## Énoncé du problème
Rédigez la suite du passage sur l’emplacement de la forêt de Brocéliande, en partant de sa dernière phrase.

:: Passage extrait

Convient-il, après tout-ceci, de citer encore à l’appui de nos revendications contre la forêt de Quintin l’opinion de notre illustre compatriote Châteaubriand ? Je le ferais volontiers, s’il n’avait émis à son tour, touchant le site de Brocéliande, une idée qu’on peut dire étrange et qui n’a point, que je sache, rencontré d’adhérents. Il ne veut pas que la forêt de Quintin soit Brocéliande, et en cela il a fort raison ; mais, par un amour exagéré du lieu de sa naissance, il veut que Brocéliande soit Bécherel [...] L’opinion de M. de Châteaubriand aurait-elle pour origine l’analogie lointaine qu’on peut trouver entre les deux mots Bréchéliant et Bécherel ? – Est-il d’ailleurs bien exact que le Roman de Rou place Bréchéliant près de Quintin ? – Comme nous le verrons plus loin, Wace, dans son roman de Rou, parle de Raoul de Gaël et des seigneurs « devers Bréchéliant ». Mais il ne mentionne point que la forêt soit au voisinage de Quintin.

::::
:: Matériel fourni

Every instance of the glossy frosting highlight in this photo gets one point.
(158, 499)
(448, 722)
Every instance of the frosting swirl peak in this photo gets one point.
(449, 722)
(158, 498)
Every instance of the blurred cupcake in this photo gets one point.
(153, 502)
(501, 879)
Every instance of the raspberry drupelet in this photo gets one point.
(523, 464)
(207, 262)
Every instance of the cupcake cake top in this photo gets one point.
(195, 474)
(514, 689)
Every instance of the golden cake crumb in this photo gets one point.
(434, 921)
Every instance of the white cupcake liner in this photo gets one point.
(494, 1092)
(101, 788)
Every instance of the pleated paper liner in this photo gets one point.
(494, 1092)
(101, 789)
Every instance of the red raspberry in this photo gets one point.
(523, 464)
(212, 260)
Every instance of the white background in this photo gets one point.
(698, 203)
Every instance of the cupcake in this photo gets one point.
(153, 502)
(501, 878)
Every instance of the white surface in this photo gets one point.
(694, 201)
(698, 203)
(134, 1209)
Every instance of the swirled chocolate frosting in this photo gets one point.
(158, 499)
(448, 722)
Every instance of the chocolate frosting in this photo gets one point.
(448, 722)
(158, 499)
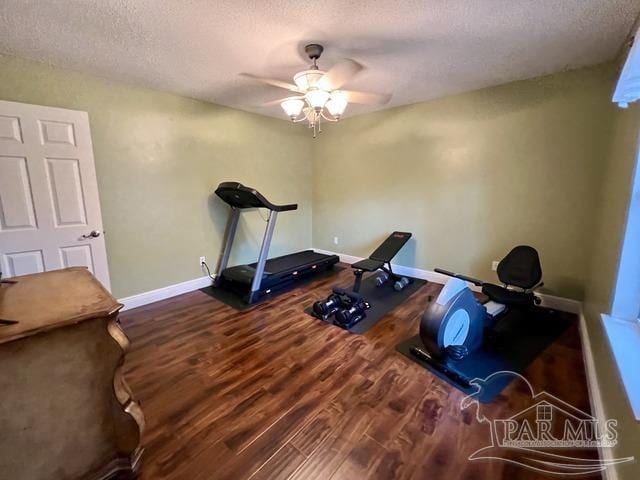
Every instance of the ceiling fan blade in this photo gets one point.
(339, 74)
(367, 97)
(274, 82)
(279, 101)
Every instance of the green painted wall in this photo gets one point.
(472, 176)
(158, 159)
(617, 178)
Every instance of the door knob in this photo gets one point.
(92, 234)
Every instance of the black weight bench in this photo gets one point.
(381, 258)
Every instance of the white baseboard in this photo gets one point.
(165, 292)
(595, 398)
(550, 301)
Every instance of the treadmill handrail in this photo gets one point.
(226, 189)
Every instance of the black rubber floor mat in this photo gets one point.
(382, 299)
(522, 338)
(235, 301)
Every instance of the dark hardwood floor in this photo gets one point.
(272, 393)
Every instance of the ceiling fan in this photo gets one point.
(320, 96)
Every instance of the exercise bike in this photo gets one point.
(349, 307)
(457, 324)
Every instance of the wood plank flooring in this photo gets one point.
(272, 393)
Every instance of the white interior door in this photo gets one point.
(49, 207)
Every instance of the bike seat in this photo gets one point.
(507, 297)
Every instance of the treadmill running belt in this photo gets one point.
(291, 261)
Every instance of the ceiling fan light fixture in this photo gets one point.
(292, 107)
(317, 99)
(337, 103)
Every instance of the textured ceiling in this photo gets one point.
(415, 50)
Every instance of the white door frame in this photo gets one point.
(49, 201)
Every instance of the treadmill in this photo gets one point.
(265, 276)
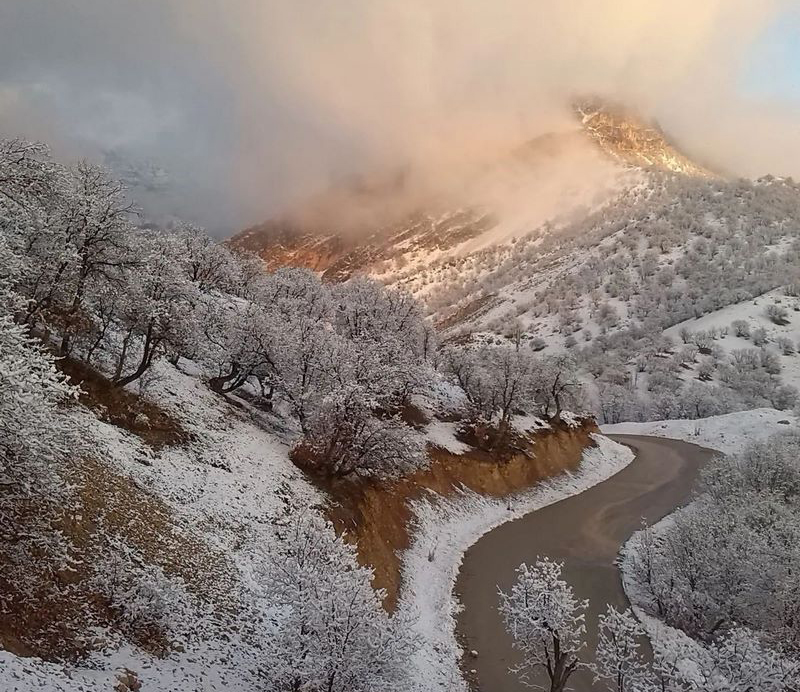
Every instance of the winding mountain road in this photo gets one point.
(586, 532)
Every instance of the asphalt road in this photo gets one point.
(586, 532)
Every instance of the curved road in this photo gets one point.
(584, 531)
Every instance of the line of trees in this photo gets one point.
(547, 623)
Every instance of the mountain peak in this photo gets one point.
(626, 137)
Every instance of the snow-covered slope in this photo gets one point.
(728, 433)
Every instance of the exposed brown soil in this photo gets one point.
(377, 515)
(122, 408)
(47, 610)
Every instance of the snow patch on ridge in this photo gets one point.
(444, 528)
(727, 433)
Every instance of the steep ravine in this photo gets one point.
(377, 516)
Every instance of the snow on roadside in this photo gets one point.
(669, 643)
(726, 433)
(444, 528)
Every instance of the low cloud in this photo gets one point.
(254, 105)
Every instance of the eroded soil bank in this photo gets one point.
(378, 515)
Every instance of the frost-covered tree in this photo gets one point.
(330, 631)
(546, 621)
(345, 437)
(619, 658)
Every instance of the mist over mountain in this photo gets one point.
(256, 106)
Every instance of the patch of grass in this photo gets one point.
(122, 408)
(49, 606)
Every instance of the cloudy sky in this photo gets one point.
(250, 105)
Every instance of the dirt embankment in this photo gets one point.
(377, 516)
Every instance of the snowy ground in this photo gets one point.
(233, 487)
(445, 528)
(727, 433)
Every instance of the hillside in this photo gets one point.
(552, 178)
(609, 272)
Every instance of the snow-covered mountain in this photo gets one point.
(602, 239)
(552, 179)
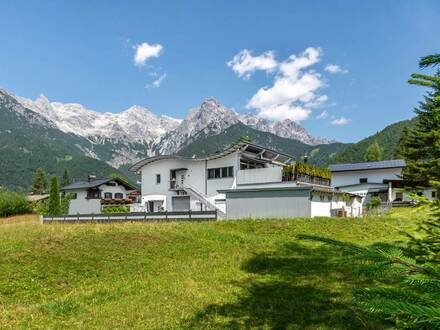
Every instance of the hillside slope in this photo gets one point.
(30, 141)
(388, 139)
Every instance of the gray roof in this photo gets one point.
(242, 145)
(395, 163)
(94, 184)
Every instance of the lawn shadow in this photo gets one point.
(293, 287)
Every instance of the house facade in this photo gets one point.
(381, 178)
(244, 180)
(89, 197)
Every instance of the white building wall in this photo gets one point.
(213, 185)
(82, 205)
(113, 189)
(260, 175)
(340, 179)
(195, 177)
(268, 207)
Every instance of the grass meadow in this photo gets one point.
(210, 275)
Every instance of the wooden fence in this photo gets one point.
(134, 216)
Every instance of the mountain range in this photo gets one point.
(54, 135)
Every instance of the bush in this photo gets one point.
(13, 203)
(374, 203)
(116, 209)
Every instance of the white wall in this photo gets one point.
(82, 205)
(340, 179)
(195, 177)
(260, 175)
(213, 185)
(268, 207)
(113, 189)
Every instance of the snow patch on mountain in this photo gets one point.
(136, 123)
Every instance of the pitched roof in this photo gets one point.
(242, 145)
(94, 184)
(395, 163)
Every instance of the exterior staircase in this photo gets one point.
(203, 199)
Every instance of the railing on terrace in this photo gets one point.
(312, 179)
(134, 216)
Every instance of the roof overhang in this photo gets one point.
(249, 149)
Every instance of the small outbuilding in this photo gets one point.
(290, 202)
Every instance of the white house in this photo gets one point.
(379, 178)
(176, 183)
(88, 197)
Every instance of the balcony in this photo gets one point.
(259, 175)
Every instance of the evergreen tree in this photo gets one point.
(422, 149)
(399, 150)
(65, 180)
(54, 197)
(413, 299)
(412, 302)
(374, 152)
(39, 182)
(422, 154)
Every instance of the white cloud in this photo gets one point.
(340, 121)
(294, 92)
(146, 51)
(334, 68)
(244, 64)
(156, 83)
(322, 115)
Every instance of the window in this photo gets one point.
(93, 194)
(221, 172)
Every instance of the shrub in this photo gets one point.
(13, 203)
(116, 209)
(374, 203)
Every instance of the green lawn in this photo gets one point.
(231, 274)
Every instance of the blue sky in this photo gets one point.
(84, 51)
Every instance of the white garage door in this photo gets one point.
(180, 203)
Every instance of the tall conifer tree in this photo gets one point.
(39, 182)
(422, 148)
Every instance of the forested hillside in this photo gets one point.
(388, 139)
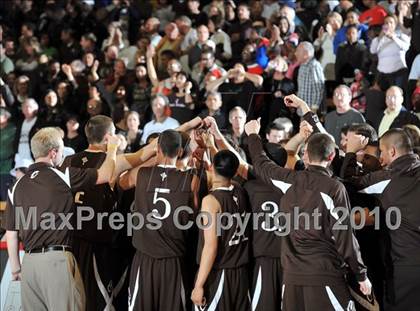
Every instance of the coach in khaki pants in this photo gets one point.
(49, 273)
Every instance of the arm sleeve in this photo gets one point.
(266, 169)
(9, 216)
(7, 95)
(374, 46)
(319, 85)
(373, 183)
(402, 41)
(82, 178)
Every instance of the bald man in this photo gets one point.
(395, 115)
(398, 189)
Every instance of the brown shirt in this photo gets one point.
(233, 246)
(99, 197)
(45, 189)
(160, 190)
(311, 256)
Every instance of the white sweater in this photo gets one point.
(391, 52)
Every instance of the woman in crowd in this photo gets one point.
(390, 47)
(133, 134)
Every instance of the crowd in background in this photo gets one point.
(152, 65)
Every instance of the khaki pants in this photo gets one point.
(51, 281)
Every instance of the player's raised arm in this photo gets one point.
(130, 160)
(106, 170)
(223, 144)
(265, 168)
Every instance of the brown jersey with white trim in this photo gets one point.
(233, 245)
(161, 194)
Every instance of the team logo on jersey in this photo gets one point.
(236, 200)
(110, 287)
(163, 175)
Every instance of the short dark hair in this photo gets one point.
(366, 130)
(320, 147)
(344, 130)
(217, 20)
(413, 132)
(351, 26)
(276, 153)
(170, 142)
(96, 128)
(399, 139)
(151, 137)
(226, 163)
(273, 126)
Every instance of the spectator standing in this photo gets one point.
(351, 55)
(161, 121)
(344, 114)
(395, 115)
(7, 152)
(391, 48)
(311, 77)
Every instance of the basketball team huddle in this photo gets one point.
(205, 261)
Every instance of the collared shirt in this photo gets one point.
(311, 83)
(387, 119)
(45, 193)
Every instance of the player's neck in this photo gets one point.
(96, 148)
(165, 161)
(221, 183)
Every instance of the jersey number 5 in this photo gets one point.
(165, 202)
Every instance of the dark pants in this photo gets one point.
(316, 298)
(156, 284)
(104, 274)
(227, 290)
(405, 287)
(267, 284)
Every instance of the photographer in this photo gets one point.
(240, 89)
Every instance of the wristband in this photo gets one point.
(110, 146)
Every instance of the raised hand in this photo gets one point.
(253, 127)
(356, 142)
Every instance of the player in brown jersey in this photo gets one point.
(222, 279)
(103, 266)
(157, 272)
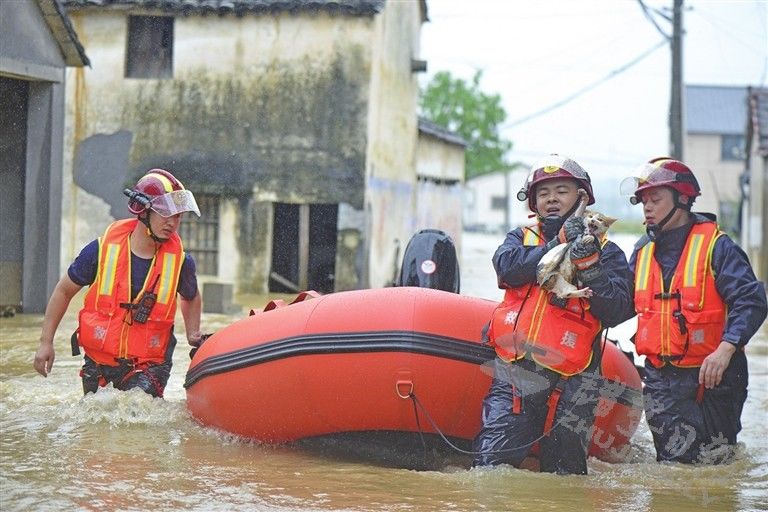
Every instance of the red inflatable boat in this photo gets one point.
(352, 361)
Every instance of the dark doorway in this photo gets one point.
(14, 100)
(303, 248)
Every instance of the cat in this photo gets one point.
(556, 273)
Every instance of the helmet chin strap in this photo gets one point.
(144, 218)
(653, 230)
(564, 216)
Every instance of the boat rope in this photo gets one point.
(418, 403)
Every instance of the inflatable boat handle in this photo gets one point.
(399, 385)
(274, 304)
(309, 294)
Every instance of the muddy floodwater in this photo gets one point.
(127, 451)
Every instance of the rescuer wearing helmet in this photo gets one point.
(698, 303)
(134, 273)
(546, 373)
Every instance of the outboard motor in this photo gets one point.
(430, 262)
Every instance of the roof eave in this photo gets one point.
(61, 27)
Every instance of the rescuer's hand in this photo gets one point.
(44, 358)
(714, 365)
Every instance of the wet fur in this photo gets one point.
(555, 272)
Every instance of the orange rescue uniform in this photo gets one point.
(107, 329)
(683, 323)
(527, 323)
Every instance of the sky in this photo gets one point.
(537, 53)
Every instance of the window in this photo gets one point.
(150, 47)
(498, 203)
(200, 235)
(733, 147)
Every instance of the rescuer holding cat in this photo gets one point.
(698, 304)
(546, 373)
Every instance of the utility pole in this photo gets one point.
(676, 96)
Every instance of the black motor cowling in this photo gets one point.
(430, 261)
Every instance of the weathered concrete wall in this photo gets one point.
(392, 133)
(29, 52)
(261, 108)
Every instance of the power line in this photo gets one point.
(587, 88)
(653, 20)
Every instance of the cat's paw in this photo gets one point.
(584, 293)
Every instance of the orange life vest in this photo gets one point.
(525, 323)
(684, 323)
(107, 329)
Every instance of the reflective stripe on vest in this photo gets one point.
(682, 324)
(527, 324)
(107, 330)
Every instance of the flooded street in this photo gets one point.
(127, 451)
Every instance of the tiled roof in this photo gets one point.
(715, 109)
(428, 127)
(240, 7)
(758, 100)
(61, 27)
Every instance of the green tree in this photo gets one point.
(476, 116)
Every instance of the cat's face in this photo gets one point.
(596, 223)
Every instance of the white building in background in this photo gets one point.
(715, 124)
(754, 218)
(491, 205)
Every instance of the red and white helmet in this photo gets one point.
(552, 167)
(161, 192)
(661, 172)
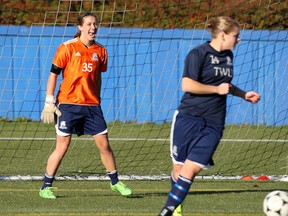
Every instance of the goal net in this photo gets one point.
(147, 42)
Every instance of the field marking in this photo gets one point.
(140, 139)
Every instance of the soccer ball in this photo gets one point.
(276, 203)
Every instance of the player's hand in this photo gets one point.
(223, 89)
(252, 97)
(47, 115)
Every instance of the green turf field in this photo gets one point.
(217, 198)
(140, 149)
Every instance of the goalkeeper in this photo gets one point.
(198, 124)
(77, 107)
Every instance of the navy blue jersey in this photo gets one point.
(208, 66)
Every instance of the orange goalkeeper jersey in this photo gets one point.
(81, 67)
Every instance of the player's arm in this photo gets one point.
(250, 96)
(195, 87)
(47, 115)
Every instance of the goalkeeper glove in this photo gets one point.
(47, 115)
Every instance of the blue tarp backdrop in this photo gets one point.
(142, 83)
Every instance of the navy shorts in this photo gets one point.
(79, 119)
(195, 139)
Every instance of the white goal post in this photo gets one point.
(141, 90)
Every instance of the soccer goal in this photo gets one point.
(147, 42)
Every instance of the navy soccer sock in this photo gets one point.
(172, 179)
(113, 175)
(178, 193)
(48, 180)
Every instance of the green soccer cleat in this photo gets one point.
(47, 193)
(178, 211)
(121, 188)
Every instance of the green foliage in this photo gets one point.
(267, 14)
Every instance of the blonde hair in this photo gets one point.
(80, 21)
(222, 23)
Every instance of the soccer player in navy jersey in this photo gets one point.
(198, 123)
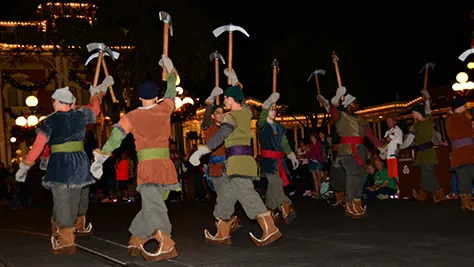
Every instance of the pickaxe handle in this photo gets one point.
(216, 63)
(97, 70)
(166, 30)
(231, 42)
(112, 94)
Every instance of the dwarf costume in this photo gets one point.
(425, 157)
(156, 174)
(215, 172)
(241, 168)
(274, 146)
(67, 169)
(352, 129)
(459, 130)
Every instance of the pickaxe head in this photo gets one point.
(216, 55)
(115, 56)
(229, 28)
(315, 73)
(466, 53)
(276, 65)
(426, 66)
(166, 18)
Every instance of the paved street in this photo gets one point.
(396, 233)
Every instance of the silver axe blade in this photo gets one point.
(166, 18)
(115, 56)
(427, 65)
(229, 28)
(316, 72)
(466, 53)
(215, 55)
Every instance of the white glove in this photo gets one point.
(196, 156)
(20, 175)
(325, 102)
(217, 91)
(272, 99)
(341, 91)
(165, 62)
(96, 167)
(232, 76)
(44, 164)
(293, 159)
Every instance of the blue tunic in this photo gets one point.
(68, 169)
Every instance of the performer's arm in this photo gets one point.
(227, 127)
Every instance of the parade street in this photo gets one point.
(396, 233)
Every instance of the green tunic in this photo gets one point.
(240, 136)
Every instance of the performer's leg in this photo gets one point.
(255, 209)
(465, 176)
(80, 226)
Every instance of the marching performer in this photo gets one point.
(151, 128)
(274, 145)
(241, 168)
(67, 174)
(459, 130)
(216, 171)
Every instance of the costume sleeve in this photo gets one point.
(286, 145)
(371, 136)
(262, 120)
(227, 127)
(207, 121)
(119, 132)
(36, 149)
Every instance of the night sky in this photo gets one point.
(381, 48)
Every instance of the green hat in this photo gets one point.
(420, 109)
(234, 92)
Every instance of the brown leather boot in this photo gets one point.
(134, 245)
(466, 202)
(80, 227)
(63, 241)
(222, 236)
(420, 195)
(354, 209)
(236, 224)
(288, 212)
(439, 196)
(165, 251)
(271, 233)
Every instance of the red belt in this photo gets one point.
(354, 141)
(271, 154)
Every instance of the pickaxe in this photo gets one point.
(315, 74)
(276, 70)
(101, 61)
(216, 56)
(230, 28)
(167, 30)
(425, 68)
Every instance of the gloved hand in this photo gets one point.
(44, 164)
(165, 62)
(217, 91)
(20, 175)
(96, 167)
(272, 99)
(294, 161)
(325, 102)
(196, 156)
(232, 76)
(341, 91)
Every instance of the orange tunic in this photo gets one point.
(215, 170)
(151, 128)
(458, 126)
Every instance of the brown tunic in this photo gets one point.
(151, 128)
(459, 126)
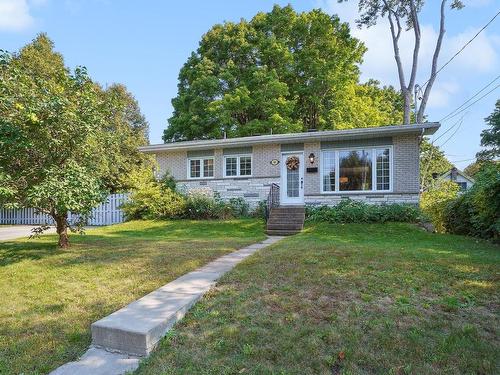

::::

## Réponse attendue
BELLAMY, Félix, La forêt de Bréchéliant, la fontaine de Berenton, quelques lieux d’alentour, les principaux personnages qui s’y rapportent, Vol. 1, Rennes, J. Plihon & L. Hervé, 1896, Voir en ligne. pp. 17-18

Chateaubriand est il venu en forêt de Brécilien ?

L’intérêt de Chateaubriand pour la forêt de Bréchéliant est peut-être nourri par ses liens familiaux avec les Farcy, héritiers des forges industrielles et copropriétaires de la forêt de Brécilien. Sa sœur Julie Marie Agathe de Chateaubriand (1763-1799) s’est en effet mariée avec Annibal de Farcy (1749-1825), à la chapelle du château familial de Combourg, en 1782 2.

Julie de Chateaubriand comtesse de Farcy
—  SANNIER, Jean, « Lucille de Chateaubriand », Bretagne, 1930, p. 99-103.
[page 102] —

Ces liens familiaux peuvent expliquer la connaissance que Chateaubriand a des Usemens de Brécilien. Dès 1812, il cite le chapître concernant la Fontaine de Barenton, alors que ce texte ne sera publié qu’à partir de 1840. Son beau-frère a pu lui en faire part. Peut-être même l’a-t-il consulté en mairie de Paimpont. Chateaubriand écrit avoir puisé l’eau de sa main à la Fontaine de Barenton... évocation plus poétique que réaliste.

En l’absence de preuve, nous ne pouvons aller plus loin et laissons à l’abbé Gillard la paternité de ses propres écrits.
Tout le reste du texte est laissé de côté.